[WHAT IS ASKED]
Reproduce the material below word for word, leaving out the pictures.

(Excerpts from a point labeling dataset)
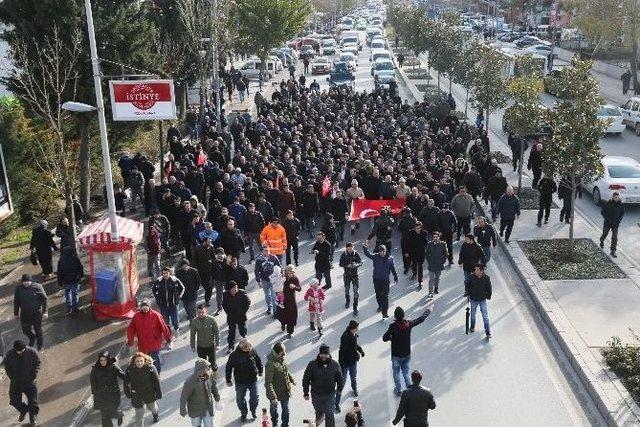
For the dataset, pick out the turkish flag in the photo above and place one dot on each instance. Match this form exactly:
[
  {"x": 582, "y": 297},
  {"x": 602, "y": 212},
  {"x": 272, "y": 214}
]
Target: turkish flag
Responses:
[
  {"x": 326, "y": 186},
  {"x": 363, "y": 208}
]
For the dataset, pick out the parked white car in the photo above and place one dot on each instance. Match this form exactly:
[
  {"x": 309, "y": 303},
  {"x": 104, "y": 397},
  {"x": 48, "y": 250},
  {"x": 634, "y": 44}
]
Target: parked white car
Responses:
[
  {"x": 631, "y": 114},
  {"x": 621, "y": 174},
  {"x": 614, "y": 116}
]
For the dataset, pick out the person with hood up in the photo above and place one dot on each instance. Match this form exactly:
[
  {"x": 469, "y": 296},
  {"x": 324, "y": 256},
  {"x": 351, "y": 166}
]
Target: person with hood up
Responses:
[
  {"x": 246, "y": 366},
  {"x": 382, "y": 267},
  {"x": 42, "y": 245},
  {"x": 198, "y": 394},
  {"x": 22, "y": 365},
  {"x": 278, "y": 382},
  {"x": 167, "y": 290},
  {"x": 70, "y": 272},
  {"x": 151, "y": 331},
  {"x": 142, "y": 386},
  {"x": 323, "y": 377},
  {"x": 399, "y": 334},
  {"x": 349, "y": 354},
  {"x": 106, "y": 389}
]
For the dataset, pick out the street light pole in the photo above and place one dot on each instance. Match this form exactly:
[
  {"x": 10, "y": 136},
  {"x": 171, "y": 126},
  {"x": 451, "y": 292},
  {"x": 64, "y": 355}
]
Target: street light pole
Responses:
[{"x": 104, "y": 143}]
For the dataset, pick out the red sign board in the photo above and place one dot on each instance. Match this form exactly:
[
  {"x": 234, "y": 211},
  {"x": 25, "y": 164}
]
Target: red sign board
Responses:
[{"x": 133, "y": 100}]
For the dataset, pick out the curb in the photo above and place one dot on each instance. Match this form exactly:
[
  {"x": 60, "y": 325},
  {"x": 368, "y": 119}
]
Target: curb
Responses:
[{"x": 613, "y": 401}]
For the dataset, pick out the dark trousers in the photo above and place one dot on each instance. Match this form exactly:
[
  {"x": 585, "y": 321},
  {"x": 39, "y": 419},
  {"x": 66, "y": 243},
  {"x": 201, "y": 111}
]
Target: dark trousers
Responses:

[ANSWER]
For the dataset, pick out the turkish flag in the photo above and place one dot on each instance. Match this form exactly:
[
  {"x": 582, "y": 297},
  {"x": 602, "y": 212},
  {"x": 272, "y": 214}
]
Target: turkish flag
Responses:
[
  {"x": 326, "y": 186},
  {"x": 363, "y": 208}
]
For the dataset, pick out the parked white car in the photo above and place one dot on each instance. Match this form exactly:
[
  {"x": 309, "y": 303},
  {"x": 104, "y": 397},
  {"x": 48, "y": 250},
  {"x": 634, "y": 44}
]
Target: parked white car
Responses:
[
  {"x": 631, "y": 114},
  {"x": 621, "y": 174},
  {"x": 614, "y": 116}
]
For the dataset, pick out the person with hood up in the photo above and place one dot on each instance. Match this form exactly:
[
  {"x": 469, "y": 296},
  {"x": 324, "y": 256},
  {"x": 351, "y": 166}
]
Target: person with hood up
Responses:
[
  {"x": 246, "y": 366},
  {"x": 382, "y": 267},
  {"x": 42, "y": 245},
  {"x": 198, "y": 394},
  {"x": 22, "y": 365},
  {"x": 278, "y": 382},
  {"x": 167, "y": 290},
  {"x": 70, "y": 272},
  {"x": 151, "y": 331},
  {"x": 142, "y": 386},
  {"x": 323, "y": 377},
  {"x": 399, "y": 334},
  {"x": 349, "y": 354},
  {"x": 106, "y": 389}
]
For the dataset, pick out the street light pole in the photo above and place one dot on each instance. Match this form exactly:
[
  {"x": 10, "y": 136},
  {"x": 171, "y": 126},
  {"x": 451, "y": 292},
  {"x": 64, "y": 355}
]
Target: street light pole
Responses:
[{"x": 104, "y": 143}]
For the dataset, pick out the red sign board in the photo above and place one dot on each instance. Match this form exactly:
[
  {"x": 234, "y": 211},
  {"x": 25, "y": 164}
]
Target: red sign board
Responses:
[{"x": 133, "y": 100}]
For the dataset, pick out the curb in the photo above and place one dot on each instance. Match this form exactly:
[
  {"x": 60, "y": 325},
  {"x": 368, "y": 119}
]
Target: curb
Responses:
[{"x": 613, "y": 401}]
For the dataset, pick out the dark trousers in the photo above and place one dot on each instance. Match this form exactly:
[
  {"x": 585, "y": 321},
  {"x": 39, "y": 419},
  {"x": 66, "y": 243},
  {"x": 201, "y": 111}
]
Target: dark trousers
Responses:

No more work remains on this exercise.